• **Exercise directions**: Copy out nothing but the line containing "Query: cardboard box" and the lines that follow it to the end of the entries, exactly as they stand.
══ Task material
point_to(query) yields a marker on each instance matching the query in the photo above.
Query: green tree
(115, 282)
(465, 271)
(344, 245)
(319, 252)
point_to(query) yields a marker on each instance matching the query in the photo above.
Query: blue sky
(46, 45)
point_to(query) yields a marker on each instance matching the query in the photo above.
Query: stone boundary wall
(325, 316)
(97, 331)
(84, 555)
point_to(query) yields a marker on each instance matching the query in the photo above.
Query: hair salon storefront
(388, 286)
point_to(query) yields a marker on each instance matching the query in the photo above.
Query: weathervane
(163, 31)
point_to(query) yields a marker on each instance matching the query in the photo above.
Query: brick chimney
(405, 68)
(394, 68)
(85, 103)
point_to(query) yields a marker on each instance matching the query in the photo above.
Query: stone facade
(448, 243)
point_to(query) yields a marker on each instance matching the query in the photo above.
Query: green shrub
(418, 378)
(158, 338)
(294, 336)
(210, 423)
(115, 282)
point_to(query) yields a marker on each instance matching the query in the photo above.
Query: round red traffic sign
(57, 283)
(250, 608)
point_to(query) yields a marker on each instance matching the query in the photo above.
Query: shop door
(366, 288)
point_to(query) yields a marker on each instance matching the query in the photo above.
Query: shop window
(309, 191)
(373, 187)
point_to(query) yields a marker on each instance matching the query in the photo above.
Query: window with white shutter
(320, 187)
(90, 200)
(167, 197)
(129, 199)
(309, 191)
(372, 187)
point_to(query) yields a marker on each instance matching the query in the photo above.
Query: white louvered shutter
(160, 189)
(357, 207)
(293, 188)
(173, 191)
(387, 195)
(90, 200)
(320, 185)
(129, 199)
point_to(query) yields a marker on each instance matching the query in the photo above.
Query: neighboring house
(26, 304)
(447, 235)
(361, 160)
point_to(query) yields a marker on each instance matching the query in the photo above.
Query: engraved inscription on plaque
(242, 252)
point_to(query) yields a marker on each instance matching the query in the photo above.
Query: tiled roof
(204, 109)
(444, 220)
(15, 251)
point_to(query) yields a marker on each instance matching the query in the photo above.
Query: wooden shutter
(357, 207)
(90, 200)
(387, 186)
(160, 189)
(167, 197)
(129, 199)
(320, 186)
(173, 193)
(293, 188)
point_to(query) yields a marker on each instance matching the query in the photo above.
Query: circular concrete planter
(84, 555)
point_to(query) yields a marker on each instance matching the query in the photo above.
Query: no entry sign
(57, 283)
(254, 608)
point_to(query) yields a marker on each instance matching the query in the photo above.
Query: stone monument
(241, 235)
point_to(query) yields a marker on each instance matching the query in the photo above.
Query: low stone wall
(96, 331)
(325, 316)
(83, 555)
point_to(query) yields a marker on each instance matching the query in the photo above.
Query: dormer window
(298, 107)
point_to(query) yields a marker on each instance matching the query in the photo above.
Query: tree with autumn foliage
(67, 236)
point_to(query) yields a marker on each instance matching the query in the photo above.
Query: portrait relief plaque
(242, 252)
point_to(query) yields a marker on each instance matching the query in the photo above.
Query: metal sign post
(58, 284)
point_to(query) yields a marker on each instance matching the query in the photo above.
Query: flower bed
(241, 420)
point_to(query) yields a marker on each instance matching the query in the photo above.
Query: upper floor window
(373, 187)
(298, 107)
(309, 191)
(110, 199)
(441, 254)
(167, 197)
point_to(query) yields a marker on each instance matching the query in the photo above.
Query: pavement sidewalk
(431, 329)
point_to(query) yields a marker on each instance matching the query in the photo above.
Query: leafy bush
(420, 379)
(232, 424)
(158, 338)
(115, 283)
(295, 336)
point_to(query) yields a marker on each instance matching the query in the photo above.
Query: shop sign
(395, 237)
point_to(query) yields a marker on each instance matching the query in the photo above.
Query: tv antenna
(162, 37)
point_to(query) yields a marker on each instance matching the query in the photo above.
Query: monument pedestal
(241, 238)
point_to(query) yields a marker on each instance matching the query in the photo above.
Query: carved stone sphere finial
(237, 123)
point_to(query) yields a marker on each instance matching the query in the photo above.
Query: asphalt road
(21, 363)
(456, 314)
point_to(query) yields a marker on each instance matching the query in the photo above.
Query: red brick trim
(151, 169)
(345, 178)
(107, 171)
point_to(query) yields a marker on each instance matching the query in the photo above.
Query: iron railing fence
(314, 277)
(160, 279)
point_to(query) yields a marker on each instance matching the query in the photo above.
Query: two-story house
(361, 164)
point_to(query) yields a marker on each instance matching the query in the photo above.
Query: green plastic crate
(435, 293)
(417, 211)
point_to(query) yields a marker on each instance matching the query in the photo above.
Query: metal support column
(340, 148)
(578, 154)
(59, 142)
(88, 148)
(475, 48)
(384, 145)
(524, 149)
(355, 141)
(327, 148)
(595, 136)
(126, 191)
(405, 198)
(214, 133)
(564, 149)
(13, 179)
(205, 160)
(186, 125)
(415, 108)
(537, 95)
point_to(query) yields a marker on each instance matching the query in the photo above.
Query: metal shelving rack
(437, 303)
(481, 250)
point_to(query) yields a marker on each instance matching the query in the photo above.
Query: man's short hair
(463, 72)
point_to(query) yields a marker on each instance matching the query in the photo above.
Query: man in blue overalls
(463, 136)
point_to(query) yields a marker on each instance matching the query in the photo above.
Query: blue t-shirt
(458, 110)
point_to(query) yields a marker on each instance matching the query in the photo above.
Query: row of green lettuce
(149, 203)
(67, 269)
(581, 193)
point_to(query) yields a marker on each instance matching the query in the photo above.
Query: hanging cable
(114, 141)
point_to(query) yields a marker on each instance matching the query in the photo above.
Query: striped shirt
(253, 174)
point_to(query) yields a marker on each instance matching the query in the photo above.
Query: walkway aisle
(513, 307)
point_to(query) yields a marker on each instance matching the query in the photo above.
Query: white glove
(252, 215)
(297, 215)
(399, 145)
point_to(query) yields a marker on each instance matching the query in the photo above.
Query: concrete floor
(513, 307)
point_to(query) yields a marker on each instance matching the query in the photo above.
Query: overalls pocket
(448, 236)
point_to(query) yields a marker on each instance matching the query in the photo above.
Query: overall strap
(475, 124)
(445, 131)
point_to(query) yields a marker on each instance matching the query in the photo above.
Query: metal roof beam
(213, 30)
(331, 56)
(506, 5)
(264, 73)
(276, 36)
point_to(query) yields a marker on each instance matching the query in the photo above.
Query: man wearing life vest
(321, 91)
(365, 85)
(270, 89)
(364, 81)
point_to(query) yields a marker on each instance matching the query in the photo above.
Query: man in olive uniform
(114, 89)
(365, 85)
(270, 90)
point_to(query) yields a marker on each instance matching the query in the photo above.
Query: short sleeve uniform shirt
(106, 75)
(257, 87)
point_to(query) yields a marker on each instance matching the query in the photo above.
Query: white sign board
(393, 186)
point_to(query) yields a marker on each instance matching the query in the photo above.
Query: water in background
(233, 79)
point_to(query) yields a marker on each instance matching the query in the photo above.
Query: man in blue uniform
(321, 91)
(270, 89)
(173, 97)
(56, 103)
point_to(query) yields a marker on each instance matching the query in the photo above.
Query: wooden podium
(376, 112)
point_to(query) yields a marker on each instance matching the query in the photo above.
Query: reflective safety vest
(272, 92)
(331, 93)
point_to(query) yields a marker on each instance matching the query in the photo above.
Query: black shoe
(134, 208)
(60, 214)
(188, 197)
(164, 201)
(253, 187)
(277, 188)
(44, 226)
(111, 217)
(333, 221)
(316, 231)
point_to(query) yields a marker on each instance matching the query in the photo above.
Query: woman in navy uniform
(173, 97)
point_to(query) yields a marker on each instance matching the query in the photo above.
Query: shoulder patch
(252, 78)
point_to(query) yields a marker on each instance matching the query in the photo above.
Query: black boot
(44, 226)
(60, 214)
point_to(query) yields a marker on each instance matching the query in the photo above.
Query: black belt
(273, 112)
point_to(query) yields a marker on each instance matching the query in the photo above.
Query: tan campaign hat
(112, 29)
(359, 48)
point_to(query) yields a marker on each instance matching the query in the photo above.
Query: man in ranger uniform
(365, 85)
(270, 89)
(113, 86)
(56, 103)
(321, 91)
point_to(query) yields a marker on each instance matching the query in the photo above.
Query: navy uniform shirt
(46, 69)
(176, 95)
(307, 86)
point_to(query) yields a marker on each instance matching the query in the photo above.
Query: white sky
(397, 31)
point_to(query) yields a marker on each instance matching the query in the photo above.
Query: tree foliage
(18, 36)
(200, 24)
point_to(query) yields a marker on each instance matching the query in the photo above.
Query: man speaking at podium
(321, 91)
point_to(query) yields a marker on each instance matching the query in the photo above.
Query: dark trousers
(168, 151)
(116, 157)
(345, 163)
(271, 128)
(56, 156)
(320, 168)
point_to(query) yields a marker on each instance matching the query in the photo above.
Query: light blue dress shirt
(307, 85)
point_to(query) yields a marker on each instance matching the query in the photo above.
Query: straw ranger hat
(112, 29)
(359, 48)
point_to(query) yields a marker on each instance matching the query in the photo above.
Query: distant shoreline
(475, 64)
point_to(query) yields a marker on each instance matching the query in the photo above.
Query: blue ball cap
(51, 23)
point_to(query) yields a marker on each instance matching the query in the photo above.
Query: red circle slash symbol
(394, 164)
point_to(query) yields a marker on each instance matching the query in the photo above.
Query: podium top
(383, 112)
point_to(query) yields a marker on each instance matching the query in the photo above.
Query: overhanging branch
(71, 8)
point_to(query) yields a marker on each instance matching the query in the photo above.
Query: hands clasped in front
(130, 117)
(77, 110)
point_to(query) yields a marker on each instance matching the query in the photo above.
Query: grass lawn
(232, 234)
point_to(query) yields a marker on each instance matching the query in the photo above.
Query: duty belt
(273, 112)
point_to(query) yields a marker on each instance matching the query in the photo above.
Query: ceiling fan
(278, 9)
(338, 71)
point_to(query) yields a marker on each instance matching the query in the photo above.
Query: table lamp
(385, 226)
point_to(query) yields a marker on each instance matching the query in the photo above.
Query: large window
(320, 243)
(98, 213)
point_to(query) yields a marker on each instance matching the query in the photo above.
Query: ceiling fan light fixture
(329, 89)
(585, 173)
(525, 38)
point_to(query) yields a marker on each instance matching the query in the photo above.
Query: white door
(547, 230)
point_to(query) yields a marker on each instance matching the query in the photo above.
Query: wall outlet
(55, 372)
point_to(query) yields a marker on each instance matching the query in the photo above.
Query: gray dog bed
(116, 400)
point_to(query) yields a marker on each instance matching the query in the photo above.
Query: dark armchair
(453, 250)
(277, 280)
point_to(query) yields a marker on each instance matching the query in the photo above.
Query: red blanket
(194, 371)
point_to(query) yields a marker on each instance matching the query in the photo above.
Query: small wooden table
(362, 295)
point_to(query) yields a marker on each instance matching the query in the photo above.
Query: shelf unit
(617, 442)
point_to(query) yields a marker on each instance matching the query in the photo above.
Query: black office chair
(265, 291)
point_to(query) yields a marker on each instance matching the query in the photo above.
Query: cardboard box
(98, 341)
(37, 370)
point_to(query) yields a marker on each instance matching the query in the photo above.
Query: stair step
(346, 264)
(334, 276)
════
• **Exercise response**:
Query: cardboard box
(98, 341)
(37, 370)
point_to(query) yields a marker on each instance matching the query in the photo above.
Query: stair step
(346, 264)
(334, 276)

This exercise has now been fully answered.